WORK TO BE COMPLETED. Pick out and copy each line of the listing below that contains the word "roof". Case counts.
--- Begin ---
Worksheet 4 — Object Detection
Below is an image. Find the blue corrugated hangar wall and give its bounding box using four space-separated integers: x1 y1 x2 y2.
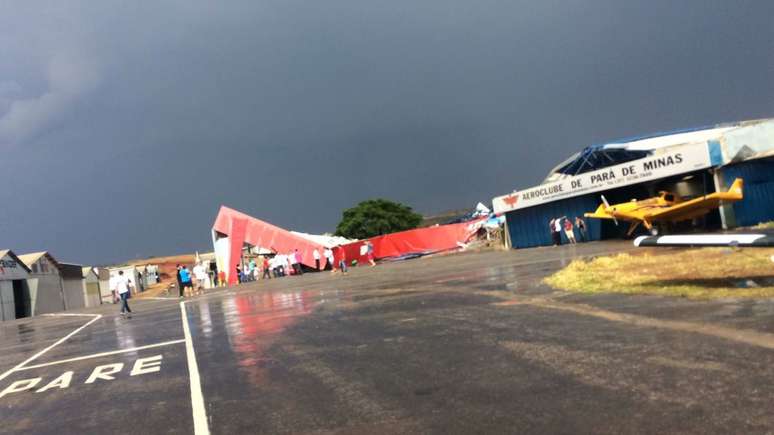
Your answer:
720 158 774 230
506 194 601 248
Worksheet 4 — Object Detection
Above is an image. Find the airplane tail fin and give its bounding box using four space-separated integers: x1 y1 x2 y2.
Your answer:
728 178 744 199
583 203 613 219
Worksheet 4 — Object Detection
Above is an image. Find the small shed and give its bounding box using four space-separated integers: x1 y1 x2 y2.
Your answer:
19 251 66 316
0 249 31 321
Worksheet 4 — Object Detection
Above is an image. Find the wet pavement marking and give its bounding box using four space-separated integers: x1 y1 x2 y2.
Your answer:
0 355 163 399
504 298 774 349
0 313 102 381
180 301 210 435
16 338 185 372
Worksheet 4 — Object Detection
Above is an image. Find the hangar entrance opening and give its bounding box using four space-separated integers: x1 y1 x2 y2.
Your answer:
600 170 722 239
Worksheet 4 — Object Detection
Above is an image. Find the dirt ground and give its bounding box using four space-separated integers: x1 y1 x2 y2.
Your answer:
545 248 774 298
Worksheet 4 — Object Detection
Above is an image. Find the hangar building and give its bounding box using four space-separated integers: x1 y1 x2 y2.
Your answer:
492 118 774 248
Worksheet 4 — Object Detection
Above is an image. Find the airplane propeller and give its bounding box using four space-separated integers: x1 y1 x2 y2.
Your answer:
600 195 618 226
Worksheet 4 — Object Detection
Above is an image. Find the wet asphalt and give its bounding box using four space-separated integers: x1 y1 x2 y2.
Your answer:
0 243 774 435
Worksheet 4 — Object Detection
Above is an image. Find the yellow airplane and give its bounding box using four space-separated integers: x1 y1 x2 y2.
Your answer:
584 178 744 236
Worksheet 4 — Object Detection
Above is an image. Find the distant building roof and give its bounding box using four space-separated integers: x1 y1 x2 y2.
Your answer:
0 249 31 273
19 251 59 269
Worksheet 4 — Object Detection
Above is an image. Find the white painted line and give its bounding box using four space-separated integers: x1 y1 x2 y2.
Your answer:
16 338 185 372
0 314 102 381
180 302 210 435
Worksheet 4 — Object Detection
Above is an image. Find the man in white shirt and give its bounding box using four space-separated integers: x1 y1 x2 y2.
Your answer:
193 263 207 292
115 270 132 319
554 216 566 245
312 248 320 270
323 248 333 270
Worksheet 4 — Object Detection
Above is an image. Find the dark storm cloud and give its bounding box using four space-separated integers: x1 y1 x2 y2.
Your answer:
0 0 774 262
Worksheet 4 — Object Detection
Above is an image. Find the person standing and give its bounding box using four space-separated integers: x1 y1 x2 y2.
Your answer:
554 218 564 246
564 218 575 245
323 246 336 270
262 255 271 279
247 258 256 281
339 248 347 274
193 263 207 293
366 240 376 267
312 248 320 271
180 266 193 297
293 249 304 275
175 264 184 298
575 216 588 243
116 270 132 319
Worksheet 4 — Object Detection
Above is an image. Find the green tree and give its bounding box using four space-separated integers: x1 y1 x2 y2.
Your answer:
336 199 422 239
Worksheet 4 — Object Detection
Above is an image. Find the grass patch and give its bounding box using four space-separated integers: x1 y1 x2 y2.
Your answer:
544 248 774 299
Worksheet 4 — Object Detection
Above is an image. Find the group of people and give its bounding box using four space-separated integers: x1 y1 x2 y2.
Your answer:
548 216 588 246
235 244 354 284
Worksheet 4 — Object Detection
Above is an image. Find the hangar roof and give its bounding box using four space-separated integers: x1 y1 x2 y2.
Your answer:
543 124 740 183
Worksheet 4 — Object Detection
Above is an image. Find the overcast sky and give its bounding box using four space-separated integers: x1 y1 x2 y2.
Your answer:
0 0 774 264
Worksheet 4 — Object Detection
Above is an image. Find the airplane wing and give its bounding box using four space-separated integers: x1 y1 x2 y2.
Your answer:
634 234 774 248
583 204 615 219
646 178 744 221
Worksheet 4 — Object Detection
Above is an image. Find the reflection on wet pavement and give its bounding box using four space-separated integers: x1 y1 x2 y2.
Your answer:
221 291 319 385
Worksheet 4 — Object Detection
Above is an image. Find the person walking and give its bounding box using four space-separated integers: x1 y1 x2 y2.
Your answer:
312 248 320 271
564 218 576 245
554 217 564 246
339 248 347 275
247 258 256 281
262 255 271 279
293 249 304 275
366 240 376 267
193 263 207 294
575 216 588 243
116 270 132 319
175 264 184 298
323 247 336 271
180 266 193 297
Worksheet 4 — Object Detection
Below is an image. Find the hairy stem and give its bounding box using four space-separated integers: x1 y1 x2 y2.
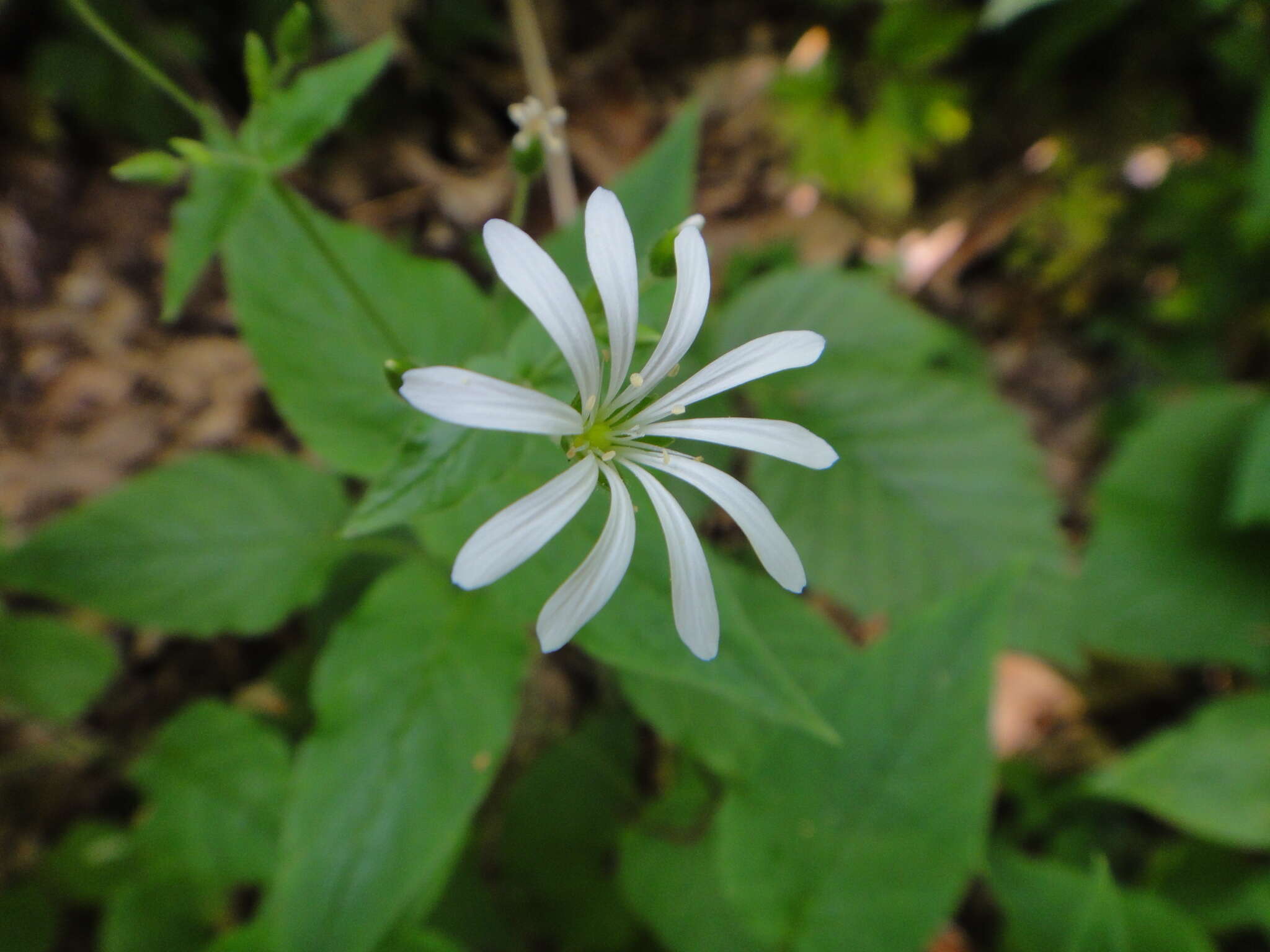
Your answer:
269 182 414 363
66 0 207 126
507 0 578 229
--- End ---
--- Begin ---
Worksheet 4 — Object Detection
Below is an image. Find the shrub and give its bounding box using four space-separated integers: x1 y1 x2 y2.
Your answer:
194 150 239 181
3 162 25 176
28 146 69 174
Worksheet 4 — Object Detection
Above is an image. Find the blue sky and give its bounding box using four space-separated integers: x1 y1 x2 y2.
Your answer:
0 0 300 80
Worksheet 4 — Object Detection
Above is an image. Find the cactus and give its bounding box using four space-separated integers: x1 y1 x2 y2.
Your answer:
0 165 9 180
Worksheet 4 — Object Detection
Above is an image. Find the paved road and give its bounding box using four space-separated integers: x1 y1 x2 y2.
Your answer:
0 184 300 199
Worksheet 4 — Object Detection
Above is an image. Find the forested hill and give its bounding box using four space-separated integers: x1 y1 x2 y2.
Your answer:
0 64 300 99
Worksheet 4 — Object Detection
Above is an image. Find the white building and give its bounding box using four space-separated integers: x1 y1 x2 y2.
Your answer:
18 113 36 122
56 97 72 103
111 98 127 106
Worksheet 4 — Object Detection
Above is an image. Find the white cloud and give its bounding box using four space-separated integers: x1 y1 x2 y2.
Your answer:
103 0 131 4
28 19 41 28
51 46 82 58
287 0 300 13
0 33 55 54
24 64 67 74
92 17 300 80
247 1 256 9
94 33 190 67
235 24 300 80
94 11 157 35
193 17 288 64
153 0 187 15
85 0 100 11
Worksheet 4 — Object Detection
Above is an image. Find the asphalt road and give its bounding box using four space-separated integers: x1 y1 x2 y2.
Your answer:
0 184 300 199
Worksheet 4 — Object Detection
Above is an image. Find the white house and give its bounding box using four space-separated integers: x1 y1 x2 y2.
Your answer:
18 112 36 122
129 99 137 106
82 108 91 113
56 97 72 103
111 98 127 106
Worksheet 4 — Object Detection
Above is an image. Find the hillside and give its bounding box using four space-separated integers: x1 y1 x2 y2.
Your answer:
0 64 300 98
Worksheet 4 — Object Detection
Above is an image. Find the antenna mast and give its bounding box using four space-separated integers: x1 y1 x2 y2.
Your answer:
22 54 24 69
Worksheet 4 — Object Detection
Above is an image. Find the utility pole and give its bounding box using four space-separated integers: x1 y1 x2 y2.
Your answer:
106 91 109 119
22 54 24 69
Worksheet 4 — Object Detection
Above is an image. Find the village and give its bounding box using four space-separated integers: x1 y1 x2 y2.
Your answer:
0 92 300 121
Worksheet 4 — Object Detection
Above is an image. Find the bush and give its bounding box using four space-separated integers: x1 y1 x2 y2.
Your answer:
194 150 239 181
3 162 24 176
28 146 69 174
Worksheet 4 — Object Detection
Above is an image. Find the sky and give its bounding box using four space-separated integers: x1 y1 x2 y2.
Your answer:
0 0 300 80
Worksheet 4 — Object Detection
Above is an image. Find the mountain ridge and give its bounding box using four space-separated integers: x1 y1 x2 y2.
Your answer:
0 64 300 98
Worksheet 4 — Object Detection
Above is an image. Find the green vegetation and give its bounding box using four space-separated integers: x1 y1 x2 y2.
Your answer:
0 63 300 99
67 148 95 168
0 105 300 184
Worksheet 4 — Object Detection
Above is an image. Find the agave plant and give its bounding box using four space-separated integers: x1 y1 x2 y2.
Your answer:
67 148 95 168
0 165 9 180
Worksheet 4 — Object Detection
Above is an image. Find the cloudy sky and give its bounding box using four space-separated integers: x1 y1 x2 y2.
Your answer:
--- End ---
--- Begin ---
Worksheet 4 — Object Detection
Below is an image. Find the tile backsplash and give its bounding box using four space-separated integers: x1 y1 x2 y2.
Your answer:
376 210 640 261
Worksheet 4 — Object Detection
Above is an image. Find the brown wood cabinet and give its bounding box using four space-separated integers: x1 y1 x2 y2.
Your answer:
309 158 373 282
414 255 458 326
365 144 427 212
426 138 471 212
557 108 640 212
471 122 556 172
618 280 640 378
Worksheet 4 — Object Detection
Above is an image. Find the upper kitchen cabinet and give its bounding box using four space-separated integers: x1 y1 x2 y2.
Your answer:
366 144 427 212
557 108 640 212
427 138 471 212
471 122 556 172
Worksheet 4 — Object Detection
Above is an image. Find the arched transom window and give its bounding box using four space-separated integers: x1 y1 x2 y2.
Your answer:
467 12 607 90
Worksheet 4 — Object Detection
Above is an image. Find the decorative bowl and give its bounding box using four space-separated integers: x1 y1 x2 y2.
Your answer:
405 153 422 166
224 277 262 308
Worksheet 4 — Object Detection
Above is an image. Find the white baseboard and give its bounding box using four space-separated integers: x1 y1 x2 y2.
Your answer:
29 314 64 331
--- End ---
TASK ANSWER.
Above is an image. Find the distant building roof and give its bounding box using four space-separated integers: x1 y1 x2 y2.
Above is an image. Find the hangar roof and give its bounding box using four space-separated integers: x1 y1 x2 y2.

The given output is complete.